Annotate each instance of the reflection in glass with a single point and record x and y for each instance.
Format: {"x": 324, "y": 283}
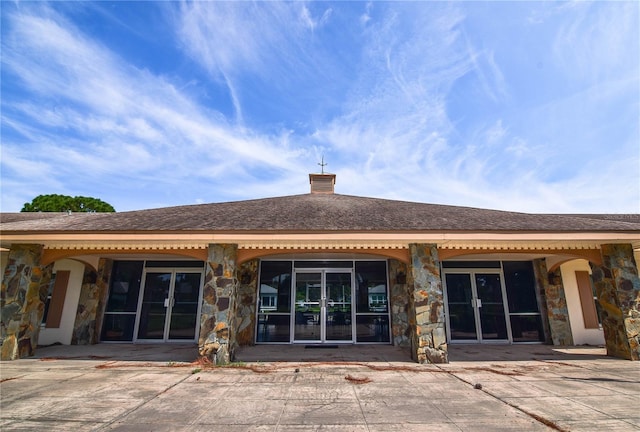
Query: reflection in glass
{"x": 184, "y": 312}
{"x": 339, "y": 320}
{"x": 274, "y": 302}
{"x": 308, "y": 309}
{"x": 371, "y": 287}
{"x": 372, "y": 328}
{"x": 462, "y": 322}
{"x": 153, "y": 312}
{"x": 492, "y": 318}
{"x": 527, "y": 328}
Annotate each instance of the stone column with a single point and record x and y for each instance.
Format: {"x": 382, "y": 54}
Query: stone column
{"x": 91, "y": 304}
{"x": 555, "y": 303}
{"x": 426, "y": 303}
{"x": 217, "y": 338}
{"x": 399, "y": 303}
{"x": 22, "y": 294}
{"x": 618, "y": 288}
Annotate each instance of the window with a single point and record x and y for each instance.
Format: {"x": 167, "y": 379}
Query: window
{"x": 524, "y": 314}
{"x": 54, "y": 302}
{"x": 274, "y": 310}
{"x": 588, "y": 300}
{"x": 120, "y": 315}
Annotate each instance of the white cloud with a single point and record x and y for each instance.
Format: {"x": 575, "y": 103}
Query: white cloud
{"x": 92, "y": 119}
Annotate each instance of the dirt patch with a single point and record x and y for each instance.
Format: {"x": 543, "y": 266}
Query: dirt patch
{"x": 9, "y": 379}
{"x": 358, "y": 380}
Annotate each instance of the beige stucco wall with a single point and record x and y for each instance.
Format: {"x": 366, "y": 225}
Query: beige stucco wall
{"x": 64, "y": 333}
{"x": 581, "y": 335}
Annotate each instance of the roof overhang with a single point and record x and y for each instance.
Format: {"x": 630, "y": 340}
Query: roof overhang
{"x": 324, "y": 240}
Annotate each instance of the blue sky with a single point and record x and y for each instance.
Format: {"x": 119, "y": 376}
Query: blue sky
{"x": 523, "y": 106}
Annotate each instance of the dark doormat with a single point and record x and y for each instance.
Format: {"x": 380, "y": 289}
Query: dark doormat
{"x": 320, "y": 346}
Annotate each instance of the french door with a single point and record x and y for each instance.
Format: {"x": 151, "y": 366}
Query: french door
{"x": 169, "y": 306}
{"x": 475, "y": 307}
{"x": 322, "y": 304}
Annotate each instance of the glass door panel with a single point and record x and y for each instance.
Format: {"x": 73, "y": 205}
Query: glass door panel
{"x": 308, "y": 295}
{"x": 153, "y": 310}
{"x": 491, "y": 306}
{"x": 184, "y": 306}
{"x": 462, "y": 319}
{"x": 338, "y": 311}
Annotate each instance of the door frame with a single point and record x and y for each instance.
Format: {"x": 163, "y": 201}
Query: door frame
{"x": 476, "y": 309}
{"x": 168, "y": 309}
{"x": 323, "y": 305}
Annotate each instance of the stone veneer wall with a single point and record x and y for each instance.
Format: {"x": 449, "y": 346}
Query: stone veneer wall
{"x": 399, "y": 303}
{"x": 24, "y": 289}
{"x": 217, "y": 340}
{"x": 618, "y": 288}
{"x": 245, "y": 315}
{"x": 92, "y": 303}
{"x": 555, "y": 301}
{"x": 426, "y": 306}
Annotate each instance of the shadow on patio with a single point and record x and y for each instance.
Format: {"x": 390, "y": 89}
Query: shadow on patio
{"x": 308, "y": 353}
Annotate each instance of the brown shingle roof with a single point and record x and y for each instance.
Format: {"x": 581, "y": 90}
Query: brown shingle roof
{"x": 316, "y": 212}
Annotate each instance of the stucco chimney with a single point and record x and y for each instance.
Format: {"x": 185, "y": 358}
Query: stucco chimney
{"x": 322, "y": 183}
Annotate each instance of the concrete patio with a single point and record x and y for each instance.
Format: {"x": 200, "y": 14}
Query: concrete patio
{"x": 348, "y": 388}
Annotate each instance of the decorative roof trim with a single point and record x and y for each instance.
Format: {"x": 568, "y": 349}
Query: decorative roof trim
{"x": 327, "y": 244}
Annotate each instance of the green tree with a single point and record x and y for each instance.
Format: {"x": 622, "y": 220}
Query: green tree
{"x": 62, "y": 203}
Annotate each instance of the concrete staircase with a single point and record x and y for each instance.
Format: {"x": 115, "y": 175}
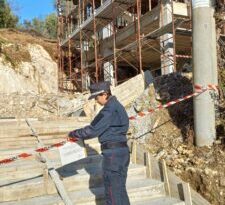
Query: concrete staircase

##############################

— Exercise aim —
Give the listing above, from the line with "Annotate each instance of the green" through its final line, as a JSON list of strings with one string per line. Omit blank lines and leave the pictures out.

— Output for this exercise —
[
  "Annotate each instance of the green tree with a single point and record x and y for each instance.",
  "Format: {\"x\": 622, \"y\": 220}",
  "Query: green tree",
  "{\"x\": 62, \"y\": 203}",
  "Annotate each instance of the concrete staircase with a single point and record x and y for each instance.",
  "Format: {\"x\": 115, \"y\": 175}",
  "Query: concrete staircase"
]